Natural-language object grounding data
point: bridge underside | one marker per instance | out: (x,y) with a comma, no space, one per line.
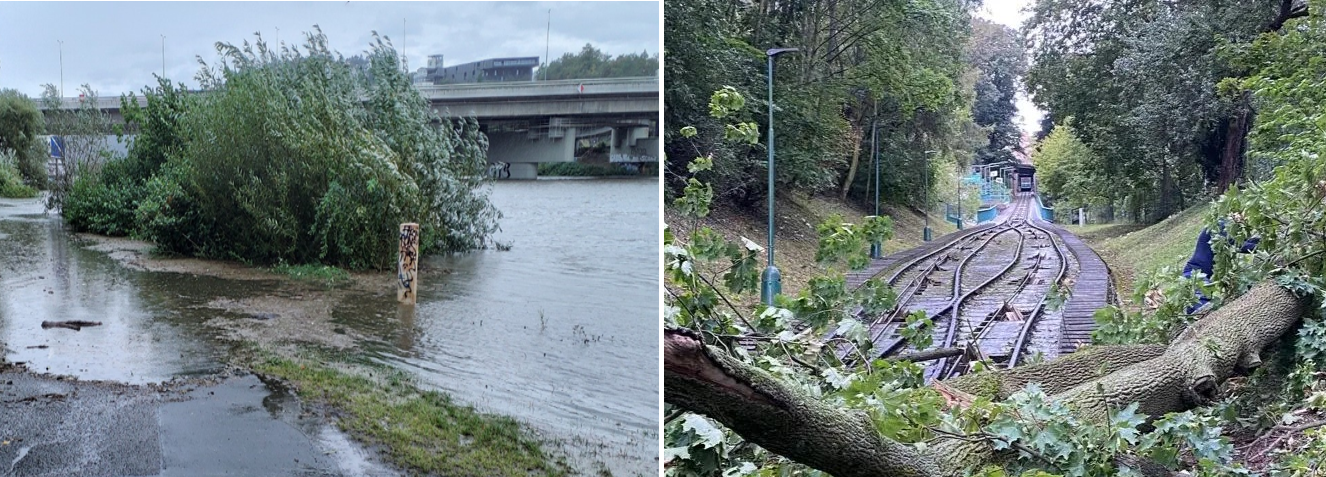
(517,147)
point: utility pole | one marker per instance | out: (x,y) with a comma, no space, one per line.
(61,69)
(875,247)
(548,36)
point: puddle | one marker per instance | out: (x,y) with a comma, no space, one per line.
(561,331)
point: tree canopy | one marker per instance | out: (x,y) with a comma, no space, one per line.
(592,62)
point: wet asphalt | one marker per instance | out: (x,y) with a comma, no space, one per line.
(236,427)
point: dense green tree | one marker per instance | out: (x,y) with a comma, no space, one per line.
(592,62)
(1062,164)
(1139,78)
(996,53)
(865,69)
(20,126)
(293,157)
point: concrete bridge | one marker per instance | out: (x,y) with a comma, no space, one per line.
(540,121)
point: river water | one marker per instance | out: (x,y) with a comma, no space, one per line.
(560,331)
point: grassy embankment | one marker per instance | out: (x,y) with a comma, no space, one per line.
(796,239)
(421,431)
(585,170)
(1135,251)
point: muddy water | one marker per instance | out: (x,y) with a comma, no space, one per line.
(560,331)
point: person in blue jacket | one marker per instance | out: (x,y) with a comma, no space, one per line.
(1204,260)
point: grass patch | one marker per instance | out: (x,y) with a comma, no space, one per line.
(11,182)
(321,274)
(797,239)
(422,431)
(1133,251)
(582,170)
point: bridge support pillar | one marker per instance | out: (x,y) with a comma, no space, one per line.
(634,145)
(524,150)
(524,171)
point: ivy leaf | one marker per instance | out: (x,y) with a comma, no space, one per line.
(678,452)
(702,427)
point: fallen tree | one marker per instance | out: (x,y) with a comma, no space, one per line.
(842,441)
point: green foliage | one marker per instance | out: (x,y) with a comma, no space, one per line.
(592,62)
(1305,461)
(11,180)
(320,274)
(996,52)
(1139,78)
(20,127)
(918,330)
(1164,297)
(582,170)
(895,68)
(85,131)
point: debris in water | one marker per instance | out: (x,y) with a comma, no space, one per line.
(73,323)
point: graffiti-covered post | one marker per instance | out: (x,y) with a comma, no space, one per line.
(407,266)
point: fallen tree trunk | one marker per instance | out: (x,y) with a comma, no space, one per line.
(843,443)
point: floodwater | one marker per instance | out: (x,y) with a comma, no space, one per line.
(560,331)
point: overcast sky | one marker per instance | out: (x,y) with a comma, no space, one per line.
(117,47)
(1011,12)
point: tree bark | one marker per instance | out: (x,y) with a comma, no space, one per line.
(780,418)
(855,157)
(843,443)
(1232,155)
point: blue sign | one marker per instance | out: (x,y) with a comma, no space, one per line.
(57,147)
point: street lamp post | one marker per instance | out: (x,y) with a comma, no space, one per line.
(924,207)
(877,249)
(959,199)
(771,282)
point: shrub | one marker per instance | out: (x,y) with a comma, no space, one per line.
(20,129)
(11,183)
(104,202)
(284,160)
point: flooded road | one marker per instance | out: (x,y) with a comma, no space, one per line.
(561,331)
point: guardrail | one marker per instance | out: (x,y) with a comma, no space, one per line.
(985,215)
(1046,212)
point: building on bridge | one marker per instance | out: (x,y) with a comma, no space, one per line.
(483,70)
(532,122)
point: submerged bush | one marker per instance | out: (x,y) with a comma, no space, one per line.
(11,182)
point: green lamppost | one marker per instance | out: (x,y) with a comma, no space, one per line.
(959,199)
(772,280)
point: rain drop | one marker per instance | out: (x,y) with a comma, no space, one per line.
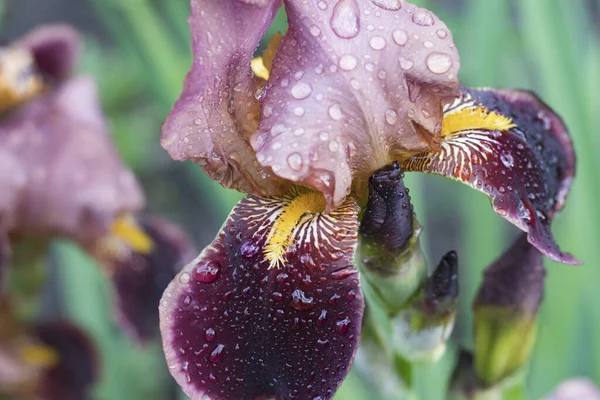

* **Exercise objective**:
The data needs to be reproduced exactly, please, apart from its pictures.

* **Response to the exercise**:
point: bridge underside | one marker per instance | out: (x,y) with a comma, no space, one per line.
(517,147)
point: utility pole | one marker per instance | out: (x,y) with a comma, no space, one per line.
(61,69)
(875,247)
(548,36)
point: puddle | one marker per instance | out: (x,y) with a comma, no space, one per line.
(561,331)
point: tree canopy | one marker per instance | out: (x,y) with a comma, no space, one per line.
(592,62)
point: wet asphalt | one marker per instance | out: (x,y) with a comma, no space, one per line.
(236,427)
point: dense green tree | one marker per instance | out: (x,y) with a comma, no space, one per line.
(592,62)
(1062,164)
(1139,78)
(996,53)
(865,69)
(20,126)
(293,157)
point: concrete bridge | one marker per instance | out: (x,y) with a comma, no space, one per line.
(540,121)
point: river water | one marker per instance | out: (x,y) with a comma, no space, one per line.
(560,331)
point: grassy embankment | one marker per instance | out: (x,y) with a comma, no space, one per line.
(796,239)
(421,431)
(585,170)
(1135,251)
point: muddy water | one marker per instance | out: (x,y) with a comma, no space, one per line.
(560,331)
point: person in blue jacket | one marker per instance | out: (x,y) with a comma, no space, one per line.
(1204,260)
point: grass patch | one marker per instance | out: (x,y) with a comma, no space, one per line.
(11,182)
(321,274)
(797,239)
(422,431)
(1133,251)
(582,170)
point: bridge support pillar | one marker per instance | out: (x,y) with a comma, no space, one per line.
(634,145)
(524,150)
(524,171)
point: ivy leaf | one marker per instance | out: (x,y) with a comma, no space, one per line.
(678,452)
(702,427)
point: fallen tree | one marker per instance | out: (x,y) with a comma, no space, one per line.
(842,441)
point: green foliage | one marker per instance | out: (x,y) with a comma, no space, one per line.
(592,62)
(1305,461)
(11,180)
(320,274)
(996,52)
(1139,78)
(20,127)
(918,330)
(1164,297)
(582,170)
(895,68)
(85,131)
point: debris in water | one marker per instance | out: (x,y) with a comma, no space, one per line.
(73,323)
point: graffiti-covered post | one marker per instance | out: (x,y) with a comma, no space, one per line.
(407,266)
point: fallen tree trunk | one marker per instance | out: (x,y) with a comma, no space, one per line.
(843,443)
point: floodwater | one marker per instance | out: (x,y) with a comma, no space, one per line.
(560,331)
point: overcast sky | one marker per instance | out: (x,y) with a comma, no space, one per line.
(117,47)
(1011,12)
point: tree bark | one marker per instance | out: (x,y) with a comma, no space, one per line.
(780,418)
(855,157)
(843,443)
(1232,155)
point: blue sign | one marker per instance | out: (x,y) with a comma, no space, one per line.
(57,147)
point: street lamp post | one marker per instance | out: (x,y) with a comma, no space, one per line.
(924,207)
(877,249)
(959,199)
(771,282)
point: shrub | one marker per instance | out: (x,y) with a comma, no space, one per line.
(20,129)
(11,183)
(104,202)
(284,160)
point: flooded road | one marker per instance | out: (x,y) with a comma, no space, one per line.
(561,331)
point: guardrail | one marker per instance | out: (x,y) with a comma, no space, one per line.
(985,215)
(1046,212)
point: building on bridge | one marker per instance | out: (x,y) with a comma, no space, one per line.
(483,70)
(532,122)
point: submerged bush | one marker per instance | out: (x,y) with a comma, no space, one per line.
(11,182)
point: green lamppost | one marker per instance | out: (x,y) with a comma, no space, one per line.
(959,199)
(772,280)
point: rain drop | one marker per instance | out: (x,y) with a comma, no space, one per line.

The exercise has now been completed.